_Work to complete_
Lines before the one containing "Check that each instance of the wildflower" are excluded; print that line and every line after it through the end of the material below, exactly.

(Excerpts of pointing data)
BEGIN

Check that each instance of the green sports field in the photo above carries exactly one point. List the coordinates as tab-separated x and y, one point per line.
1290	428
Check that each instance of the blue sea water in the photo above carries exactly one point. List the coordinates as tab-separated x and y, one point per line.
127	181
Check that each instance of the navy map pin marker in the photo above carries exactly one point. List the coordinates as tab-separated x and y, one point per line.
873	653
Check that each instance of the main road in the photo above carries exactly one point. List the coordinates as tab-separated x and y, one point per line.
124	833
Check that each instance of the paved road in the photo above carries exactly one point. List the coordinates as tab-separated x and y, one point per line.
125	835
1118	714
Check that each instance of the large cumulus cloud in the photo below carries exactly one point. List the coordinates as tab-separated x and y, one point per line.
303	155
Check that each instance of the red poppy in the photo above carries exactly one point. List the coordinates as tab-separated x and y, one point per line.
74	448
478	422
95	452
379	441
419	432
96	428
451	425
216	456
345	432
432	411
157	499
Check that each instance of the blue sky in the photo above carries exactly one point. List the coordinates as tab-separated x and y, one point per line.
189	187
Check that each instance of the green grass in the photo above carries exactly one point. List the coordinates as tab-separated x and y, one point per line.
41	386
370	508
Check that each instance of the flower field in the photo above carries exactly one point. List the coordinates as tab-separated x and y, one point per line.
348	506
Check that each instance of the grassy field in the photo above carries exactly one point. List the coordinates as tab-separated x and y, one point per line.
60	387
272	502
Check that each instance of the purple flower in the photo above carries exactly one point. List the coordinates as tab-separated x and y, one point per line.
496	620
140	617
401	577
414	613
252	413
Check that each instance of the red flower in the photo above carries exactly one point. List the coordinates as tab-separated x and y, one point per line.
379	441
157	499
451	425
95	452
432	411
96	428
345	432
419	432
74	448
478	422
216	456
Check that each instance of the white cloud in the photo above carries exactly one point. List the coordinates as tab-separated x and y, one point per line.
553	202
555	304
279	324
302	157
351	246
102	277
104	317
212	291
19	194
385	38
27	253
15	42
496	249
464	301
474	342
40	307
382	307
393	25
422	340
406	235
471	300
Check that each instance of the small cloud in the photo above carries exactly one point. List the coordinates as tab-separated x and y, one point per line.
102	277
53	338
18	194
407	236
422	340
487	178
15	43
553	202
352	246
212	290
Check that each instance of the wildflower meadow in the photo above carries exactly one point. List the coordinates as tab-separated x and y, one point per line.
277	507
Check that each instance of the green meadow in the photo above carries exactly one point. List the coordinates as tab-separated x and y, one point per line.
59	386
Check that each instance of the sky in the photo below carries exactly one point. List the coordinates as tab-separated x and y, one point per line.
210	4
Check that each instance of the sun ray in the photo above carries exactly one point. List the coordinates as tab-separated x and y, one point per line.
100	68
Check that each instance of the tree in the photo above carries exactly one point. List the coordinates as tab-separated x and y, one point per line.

END

_Response below_
Check that each instance of the wildflower meadow in the photo above carries exactly one point. List the coordinates as tab-separated x and y, one point per line.
277	507
Check that each instance of the green meadow in the photo above carries exactly one point. List the coordinates as tab-separated x and y, one point per line.
59	386
Check that each instance of the sky in the photo below carries exactly one point. List the coordinates as tab-separated x and y, one point per line.
210	4
Check that each instance of the sun ray in the photo above carries exactly one point. List the coordinates as tab-separated x and y, one point per line.
100	68
Check that each instance of the tree in the photo above carries exactly one point. List the coordinates as tab-separated x and y, one point per line.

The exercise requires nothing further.